» Exercise brief: From the entries below, copy out all lines holding "dirt".

= = = =

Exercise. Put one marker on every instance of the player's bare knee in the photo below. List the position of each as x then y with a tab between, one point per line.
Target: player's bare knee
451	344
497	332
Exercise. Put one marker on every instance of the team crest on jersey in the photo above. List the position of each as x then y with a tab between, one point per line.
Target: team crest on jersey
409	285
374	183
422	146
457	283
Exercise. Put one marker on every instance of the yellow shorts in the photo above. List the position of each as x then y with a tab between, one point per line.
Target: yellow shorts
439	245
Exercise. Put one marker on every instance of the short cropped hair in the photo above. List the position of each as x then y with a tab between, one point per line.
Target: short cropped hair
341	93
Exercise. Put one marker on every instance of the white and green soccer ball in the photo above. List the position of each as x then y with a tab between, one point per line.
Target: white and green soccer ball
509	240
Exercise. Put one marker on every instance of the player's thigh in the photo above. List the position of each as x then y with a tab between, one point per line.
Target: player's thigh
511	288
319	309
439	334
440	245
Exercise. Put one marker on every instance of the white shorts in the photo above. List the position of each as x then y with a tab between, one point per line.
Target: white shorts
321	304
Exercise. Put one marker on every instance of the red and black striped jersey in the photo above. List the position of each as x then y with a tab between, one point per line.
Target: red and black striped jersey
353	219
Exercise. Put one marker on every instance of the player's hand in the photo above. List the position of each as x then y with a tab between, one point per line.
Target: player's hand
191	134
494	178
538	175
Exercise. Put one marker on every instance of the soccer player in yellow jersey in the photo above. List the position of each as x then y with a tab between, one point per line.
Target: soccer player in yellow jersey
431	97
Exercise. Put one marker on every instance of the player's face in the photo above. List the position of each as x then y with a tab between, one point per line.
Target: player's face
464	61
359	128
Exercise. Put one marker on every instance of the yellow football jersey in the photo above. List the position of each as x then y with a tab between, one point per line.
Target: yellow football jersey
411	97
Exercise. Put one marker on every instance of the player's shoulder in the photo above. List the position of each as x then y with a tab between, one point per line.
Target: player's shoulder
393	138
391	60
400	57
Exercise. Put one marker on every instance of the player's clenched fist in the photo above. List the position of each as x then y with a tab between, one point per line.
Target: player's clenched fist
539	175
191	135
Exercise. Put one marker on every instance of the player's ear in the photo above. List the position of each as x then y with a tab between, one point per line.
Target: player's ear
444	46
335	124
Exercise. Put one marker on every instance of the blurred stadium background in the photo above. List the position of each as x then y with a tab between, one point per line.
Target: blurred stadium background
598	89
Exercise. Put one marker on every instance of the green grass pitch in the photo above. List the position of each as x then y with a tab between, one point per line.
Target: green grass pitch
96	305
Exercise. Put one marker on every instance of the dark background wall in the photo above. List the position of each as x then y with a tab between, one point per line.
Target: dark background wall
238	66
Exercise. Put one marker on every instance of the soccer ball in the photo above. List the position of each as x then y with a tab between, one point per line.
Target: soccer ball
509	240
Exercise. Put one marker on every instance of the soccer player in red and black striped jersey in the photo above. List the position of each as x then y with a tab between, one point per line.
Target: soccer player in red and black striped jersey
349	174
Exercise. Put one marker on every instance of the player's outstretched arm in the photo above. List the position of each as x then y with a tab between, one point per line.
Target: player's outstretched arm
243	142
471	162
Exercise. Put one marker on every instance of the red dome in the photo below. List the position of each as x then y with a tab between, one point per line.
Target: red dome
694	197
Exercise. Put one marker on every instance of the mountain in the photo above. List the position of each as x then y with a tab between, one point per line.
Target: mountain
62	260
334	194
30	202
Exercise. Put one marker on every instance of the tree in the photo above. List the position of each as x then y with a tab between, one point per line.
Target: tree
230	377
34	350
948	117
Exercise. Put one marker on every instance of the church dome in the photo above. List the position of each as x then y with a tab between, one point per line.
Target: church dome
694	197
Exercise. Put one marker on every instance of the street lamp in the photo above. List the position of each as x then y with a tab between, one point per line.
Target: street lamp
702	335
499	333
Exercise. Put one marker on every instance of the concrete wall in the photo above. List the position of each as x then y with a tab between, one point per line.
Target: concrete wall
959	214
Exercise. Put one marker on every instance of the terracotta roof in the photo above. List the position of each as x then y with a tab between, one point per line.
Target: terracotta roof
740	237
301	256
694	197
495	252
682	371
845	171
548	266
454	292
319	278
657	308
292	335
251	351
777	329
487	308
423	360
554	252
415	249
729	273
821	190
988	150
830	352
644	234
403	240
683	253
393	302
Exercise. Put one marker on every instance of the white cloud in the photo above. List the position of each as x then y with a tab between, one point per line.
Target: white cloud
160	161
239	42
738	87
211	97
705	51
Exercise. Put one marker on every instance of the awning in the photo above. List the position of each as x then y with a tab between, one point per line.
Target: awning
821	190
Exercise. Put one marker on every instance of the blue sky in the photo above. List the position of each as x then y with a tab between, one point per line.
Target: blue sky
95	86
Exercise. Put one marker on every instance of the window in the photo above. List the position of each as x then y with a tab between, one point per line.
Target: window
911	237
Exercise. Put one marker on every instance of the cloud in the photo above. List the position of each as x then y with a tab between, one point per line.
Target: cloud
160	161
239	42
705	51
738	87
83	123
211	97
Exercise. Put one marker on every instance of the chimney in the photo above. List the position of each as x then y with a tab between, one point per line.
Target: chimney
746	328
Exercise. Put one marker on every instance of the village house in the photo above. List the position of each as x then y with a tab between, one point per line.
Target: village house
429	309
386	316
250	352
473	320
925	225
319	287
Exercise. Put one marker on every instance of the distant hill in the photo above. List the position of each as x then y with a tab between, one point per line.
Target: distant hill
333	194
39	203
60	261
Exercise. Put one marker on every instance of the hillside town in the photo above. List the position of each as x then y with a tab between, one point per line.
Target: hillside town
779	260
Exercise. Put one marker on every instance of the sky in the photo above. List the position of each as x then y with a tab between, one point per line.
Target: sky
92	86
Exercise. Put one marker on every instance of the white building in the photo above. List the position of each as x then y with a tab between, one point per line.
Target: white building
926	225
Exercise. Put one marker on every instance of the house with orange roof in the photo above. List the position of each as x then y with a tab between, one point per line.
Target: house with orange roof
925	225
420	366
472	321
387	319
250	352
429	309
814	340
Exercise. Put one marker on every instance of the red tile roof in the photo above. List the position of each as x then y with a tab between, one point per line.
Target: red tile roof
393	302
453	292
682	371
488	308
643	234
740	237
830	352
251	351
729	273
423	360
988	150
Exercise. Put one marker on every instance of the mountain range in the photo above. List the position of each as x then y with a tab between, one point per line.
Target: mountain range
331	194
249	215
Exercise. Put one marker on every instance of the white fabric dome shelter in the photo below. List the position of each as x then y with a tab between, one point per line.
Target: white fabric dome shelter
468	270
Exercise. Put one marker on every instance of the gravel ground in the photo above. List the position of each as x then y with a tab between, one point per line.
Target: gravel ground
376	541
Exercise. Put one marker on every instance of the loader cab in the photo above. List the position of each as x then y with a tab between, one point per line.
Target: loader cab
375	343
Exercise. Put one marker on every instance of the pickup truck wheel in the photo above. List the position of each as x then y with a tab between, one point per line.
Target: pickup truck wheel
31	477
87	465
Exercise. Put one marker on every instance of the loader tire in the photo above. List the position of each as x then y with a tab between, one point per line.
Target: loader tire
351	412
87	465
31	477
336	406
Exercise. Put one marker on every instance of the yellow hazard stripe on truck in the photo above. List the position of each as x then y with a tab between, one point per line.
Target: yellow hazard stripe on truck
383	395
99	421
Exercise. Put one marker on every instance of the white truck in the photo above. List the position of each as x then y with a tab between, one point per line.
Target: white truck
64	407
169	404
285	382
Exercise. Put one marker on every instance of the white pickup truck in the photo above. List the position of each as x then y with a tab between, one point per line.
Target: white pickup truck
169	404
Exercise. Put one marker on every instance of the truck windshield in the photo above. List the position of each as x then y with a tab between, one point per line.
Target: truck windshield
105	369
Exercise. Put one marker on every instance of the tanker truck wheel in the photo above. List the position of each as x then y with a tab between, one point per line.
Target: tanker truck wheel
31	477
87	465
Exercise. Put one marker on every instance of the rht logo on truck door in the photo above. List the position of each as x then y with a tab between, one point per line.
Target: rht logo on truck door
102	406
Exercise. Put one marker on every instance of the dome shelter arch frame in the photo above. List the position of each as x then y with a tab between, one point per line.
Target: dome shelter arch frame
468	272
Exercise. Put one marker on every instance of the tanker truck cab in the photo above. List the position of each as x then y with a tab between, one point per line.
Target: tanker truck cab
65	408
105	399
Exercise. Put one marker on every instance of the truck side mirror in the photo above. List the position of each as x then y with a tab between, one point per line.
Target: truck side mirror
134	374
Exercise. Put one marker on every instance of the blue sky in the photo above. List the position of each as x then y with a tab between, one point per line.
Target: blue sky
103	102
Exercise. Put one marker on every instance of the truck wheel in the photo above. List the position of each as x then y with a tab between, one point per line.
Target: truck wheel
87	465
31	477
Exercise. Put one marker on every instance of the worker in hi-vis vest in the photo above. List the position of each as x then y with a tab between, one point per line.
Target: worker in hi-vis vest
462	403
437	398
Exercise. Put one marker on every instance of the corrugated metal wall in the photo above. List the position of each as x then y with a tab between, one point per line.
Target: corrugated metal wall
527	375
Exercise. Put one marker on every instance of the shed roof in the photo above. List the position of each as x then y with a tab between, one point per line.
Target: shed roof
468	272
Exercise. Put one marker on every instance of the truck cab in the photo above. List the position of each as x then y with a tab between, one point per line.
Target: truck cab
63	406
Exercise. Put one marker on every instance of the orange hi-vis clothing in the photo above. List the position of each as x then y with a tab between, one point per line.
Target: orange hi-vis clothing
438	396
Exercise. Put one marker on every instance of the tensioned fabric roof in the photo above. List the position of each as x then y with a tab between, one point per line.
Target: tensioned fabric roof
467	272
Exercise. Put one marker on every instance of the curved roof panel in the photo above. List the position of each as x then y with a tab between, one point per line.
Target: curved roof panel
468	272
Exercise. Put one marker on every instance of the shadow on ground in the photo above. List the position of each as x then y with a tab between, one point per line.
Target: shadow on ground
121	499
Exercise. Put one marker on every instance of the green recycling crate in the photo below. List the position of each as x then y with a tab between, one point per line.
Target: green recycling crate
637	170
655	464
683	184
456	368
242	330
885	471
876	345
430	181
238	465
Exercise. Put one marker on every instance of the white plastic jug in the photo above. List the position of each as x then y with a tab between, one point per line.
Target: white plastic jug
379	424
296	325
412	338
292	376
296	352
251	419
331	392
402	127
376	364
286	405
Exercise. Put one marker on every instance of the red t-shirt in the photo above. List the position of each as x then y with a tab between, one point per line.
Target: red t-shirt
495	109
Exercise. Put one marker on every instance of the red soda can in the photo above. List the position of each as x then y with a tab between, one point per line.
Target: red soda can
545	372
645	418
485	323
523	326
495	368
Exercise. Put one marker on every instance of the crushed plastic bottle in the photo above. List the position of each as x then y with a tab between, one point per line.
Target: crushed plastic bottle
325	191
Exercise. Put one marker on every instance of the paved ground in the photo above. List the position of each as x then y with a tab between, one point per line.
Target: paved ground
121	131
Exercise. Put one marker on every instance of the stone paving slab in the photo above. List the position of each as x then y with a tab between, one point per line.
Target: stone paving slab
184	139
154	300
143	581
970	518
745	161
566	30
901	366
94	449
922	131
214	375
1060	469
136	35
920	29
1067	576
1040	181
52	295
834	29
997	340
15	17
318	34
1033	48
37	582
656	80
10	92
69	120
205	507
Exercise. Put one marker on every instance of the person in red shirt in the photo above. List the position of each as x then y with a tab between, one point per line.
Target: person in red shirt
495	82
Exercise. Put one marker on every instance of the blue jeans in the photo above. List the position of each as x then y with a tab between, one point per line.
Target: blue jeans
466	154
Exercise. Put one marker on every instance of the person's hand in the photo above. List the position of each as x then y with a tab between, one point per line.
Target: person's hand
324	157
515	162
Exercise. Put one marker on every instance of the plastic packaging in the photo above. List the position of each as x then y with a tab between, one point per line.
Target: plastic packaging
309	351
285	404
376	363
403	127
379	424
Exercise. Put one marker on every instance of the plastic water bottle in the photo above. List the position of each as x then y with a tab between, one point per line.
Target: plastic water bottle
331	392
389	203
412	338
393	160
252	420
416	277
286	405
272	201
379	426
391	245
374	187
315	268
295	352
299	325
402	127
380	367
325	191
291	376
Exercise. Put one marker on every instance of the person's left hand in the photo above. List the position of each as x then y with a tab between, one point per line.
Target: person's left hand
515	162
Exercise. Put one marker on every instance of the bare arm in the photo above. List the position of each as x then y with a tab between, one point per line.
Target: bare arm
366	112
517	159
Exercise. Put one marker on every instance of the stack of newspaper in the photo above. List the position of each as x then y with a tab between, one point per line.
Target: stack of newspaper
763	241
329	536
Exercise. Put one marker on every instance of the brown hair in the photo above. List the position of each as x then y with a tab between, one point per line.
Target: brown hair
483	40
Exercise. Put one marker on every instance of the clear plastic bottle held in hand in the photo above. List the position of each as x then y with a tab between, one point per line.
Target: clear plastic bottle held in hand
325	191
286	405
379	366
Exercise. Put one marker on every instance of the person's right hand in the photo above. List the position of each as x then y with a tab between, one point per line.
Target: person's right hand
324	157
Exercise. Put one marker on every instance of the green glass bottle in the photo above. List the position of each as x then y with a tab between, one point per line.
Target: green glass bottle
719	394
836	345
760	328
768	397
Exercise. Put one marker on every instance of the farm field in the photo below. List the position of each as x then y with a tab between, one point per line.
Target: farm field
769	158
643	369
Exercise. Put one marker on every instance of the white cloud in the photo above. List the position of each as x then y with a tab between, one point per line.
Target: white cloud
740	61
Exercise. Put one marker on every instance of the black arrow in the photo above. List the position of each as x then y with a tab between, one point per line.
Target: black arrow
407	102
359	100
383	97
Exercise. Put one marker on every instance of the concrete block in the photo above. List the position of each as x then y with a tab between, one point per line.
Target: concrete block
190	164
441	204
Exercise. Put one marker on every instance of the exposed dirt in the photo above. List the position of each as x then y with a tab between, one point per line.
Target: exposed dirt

= = = =

» Solution for this problem:
Exercise. Put one marker on every instance of the exposed dirt in the photo above. List the position of each as x then y with a tab between, one point per line.
Target: exposed dirt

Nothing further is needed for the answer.